### WORK INSTRUCTIONS
Pick up the article below on layered and cached PDF generation in Rails at the point where it stops, and keep writing it. The data after it plays no part in this.

### SOURCE EXCERPT
☆ ☆ ☆ ☆ ☆
Layered and Cached PDF Generation in Rails by David Higgins, Developer

We can take a layered approach to PDF generation in Rails by using a few different techniques to improve performance and reduce the amount of work that needs to be done as the model changes. Such that we can respond dynamically to a changing model and still provide a good user experience. Doing this carefully we can re-use the same pattern for different models in our Rails application. Further this can allow us to also re-use the view templates for the PDF generation.

Layered and Cached PDF Generation The criteria for what we would like to accomplish.
Caching How to setup the cache for the PDF generation.
Rails Models What we need in our Rails models to make this work.
PDF Generation The core of the PDF generation module and options for extending it.
References & Prerequisites
- CombinePDF
- Grover

Layered and Cached PDF Generation

We recently had a need for generating dynamic pdfs for a Rails model Order with has_many relationship of OrderItem, where each item can have a file attachmented of either images or pdf documents. What we wanted to be able to accomplish is creating and caching a current pdf for each Order on demand.

Some of our criteria for the task included:

Don't generate the document unnecessarily.
Add headers and footers to each page created.
Append associated pdfs and images for each OrderItem.
Don't regenerate parts of the page that don't change ie. headers and footers
Support custom margins for OrderItem images.
Expire outdated generated versions.
Be portable to other use cases.

The external tools that we primarily used to accomplish the task successfully are CombinePDF and Grover. Internally we defined a Rails model PdfStorage to cache the generated documents in the database. This model should be able to cache multiple variations of the document. In our case we are caching, the headers & footers, the core document, attached images, attached pdfs, and the final document.

Caching

As we don't generate the document before hand, when a controller action is called the model will generate the document and cache it. As we tie the cache to the model, we can expire the cache by updating the model. This is done by updating the updated_at field on the model. And then running a background job to expire the cache as desired.

  
class OrdersController < ApplicationController
...
  def show
    respond_to do |format|
      format.html { render :show }
      format.pdf { send_data document.to_pdf, filename:, type: "application/pdf" }
    end
  end
...
private
...
  def document
    @document ||= @order&.document_with_attachments
  end
end

The model for caching the documents is very straightforward and does not require any outside relationships to the rest of the application:

  
class PdfStorage < ApplicationRecord
  validates :cached_at, presence: true, uniqueness: {scope: :name}, on: :create
  validates :data, presence: true, on: :create

  scope :on_or_before, ->(date) do
    where("cached_at <= ?", date)
  end
end

To manage the cache, we define a Cache class within our ParademPDF module:

  
module ParademPdf
  class Cache
    attr_reader :remote_url, :protocol, :full_path

    def cached_files
      PdfStorage.all.pluck(:name).uniq
    end

    def remove_all
      PdfStorage.delete_all
    end

    def remove_on_or_before(date)
☆ ☆ ☆ ☆ ☆
### MATERIAL SHOWN
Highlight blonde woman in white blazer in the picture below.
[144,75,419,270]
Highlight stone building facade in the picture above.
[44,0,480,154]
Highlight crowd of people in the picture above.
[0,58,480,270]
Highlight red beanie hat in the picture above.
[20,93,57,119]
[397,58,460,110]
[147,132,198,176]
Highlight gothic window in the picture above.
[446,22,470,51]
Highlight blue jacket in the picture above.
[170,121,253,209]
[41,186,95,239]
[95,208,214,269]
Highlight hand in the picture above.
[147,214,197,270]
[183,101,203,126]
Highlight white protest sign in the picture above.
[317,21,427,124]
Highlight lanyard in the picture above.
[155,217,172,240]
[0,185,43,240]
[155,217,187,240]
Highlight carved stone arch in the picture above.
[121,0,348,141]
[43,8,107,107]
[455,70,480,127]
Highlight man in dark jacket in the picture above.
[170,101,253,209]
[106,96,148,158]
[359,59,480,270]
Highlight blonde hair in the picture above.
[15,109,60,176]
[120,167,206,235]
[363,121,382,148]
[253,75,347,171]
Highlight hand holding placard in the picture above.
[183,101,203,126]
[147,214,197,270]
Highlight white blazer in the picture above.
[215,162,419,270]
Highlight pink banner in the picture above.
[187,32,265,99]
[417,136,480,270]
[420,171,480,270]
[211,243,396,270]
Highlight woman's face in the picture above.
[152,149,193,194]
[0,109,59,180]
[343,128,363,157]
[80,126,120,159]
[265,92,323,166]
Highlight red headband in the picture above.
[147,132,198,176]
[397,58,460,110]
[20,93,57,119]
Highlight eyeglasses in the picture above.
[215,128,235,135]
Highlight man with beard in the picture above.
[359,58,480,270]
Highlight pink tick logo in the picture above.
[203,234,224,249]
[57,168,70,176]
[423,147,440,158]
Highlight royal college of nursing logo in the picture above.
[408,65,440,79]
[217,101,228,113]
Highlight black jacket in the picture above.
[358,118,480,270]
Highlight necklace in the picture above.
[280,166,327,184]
☆ ☆ ☆ ☆ ☆
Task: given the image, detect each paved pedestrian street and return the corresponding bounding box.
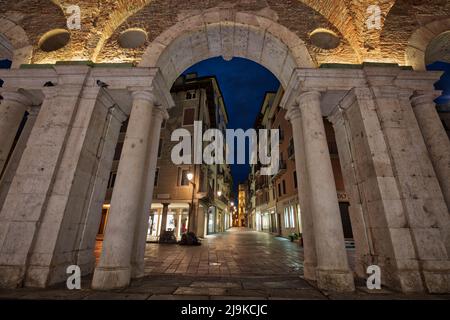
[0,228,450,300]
☆ ☆ ☆ ☆ ☆
### SOLVED PROBLEM
      PdfStorage.on_or_before(date).delete_all
    end

    def remove_name_on_or_before(date, name)
      PdfStorage.where(name:).on_or_before(date).delete_all
    end

    def remove(name)
      PdfStorage.where(name:).delete_all
    end

    def cached?(name)
      PdfStorage.exists?(name:)
    end

    def check_cache(name, cached_at)
      pdf_storage = PdfStorage.find_by(name:, cached_at:)
      return pdf_storage.data if pdf_storage.present?

      data = yield
      PdfStorage.create(name:, data:, cached_at:)
      data
    end
  end
end

Rails Models

Inside the Rails application, the only methods we will need to add to our models are document & document_with_attachments in Order and image_document & file_download in OrderItem.

  
class Order < ApplicationRecord
  has_many :items, class_name: "OrderItem", dependent: :destroy
...
  def document
    ParademPdf::OrderDocument.new(
      name: "Order #{id}",
      date: updated_at,
      record: self,
      template: "pdfs/_order",
      remote_url:,
      protocol:
    )
  end

  def document_with_attachments
    ParademPdf::OrderDocumentWithAttachments.new(
      attachments: items.with_image_attachments.collect(&:image_document_pdf),
      supplements: items.with_pdf_attachments.collect(&:file_download),
      name: "Order #{id} with attachments",
      date: updated_at
      record: self,
      template: "pdfs/_order",
      remote_url:,
      protocol:
    )
  end
...
end

class OrderItem < ApplicationRecord
  has_one_attached :file, dependent: :destroy

  scope :with_file_attachments, -> { joins(file_attachment: :blob) }

  scope :with_image_attachments, -> do
    with_file_attachments
      .references(:file_attachment)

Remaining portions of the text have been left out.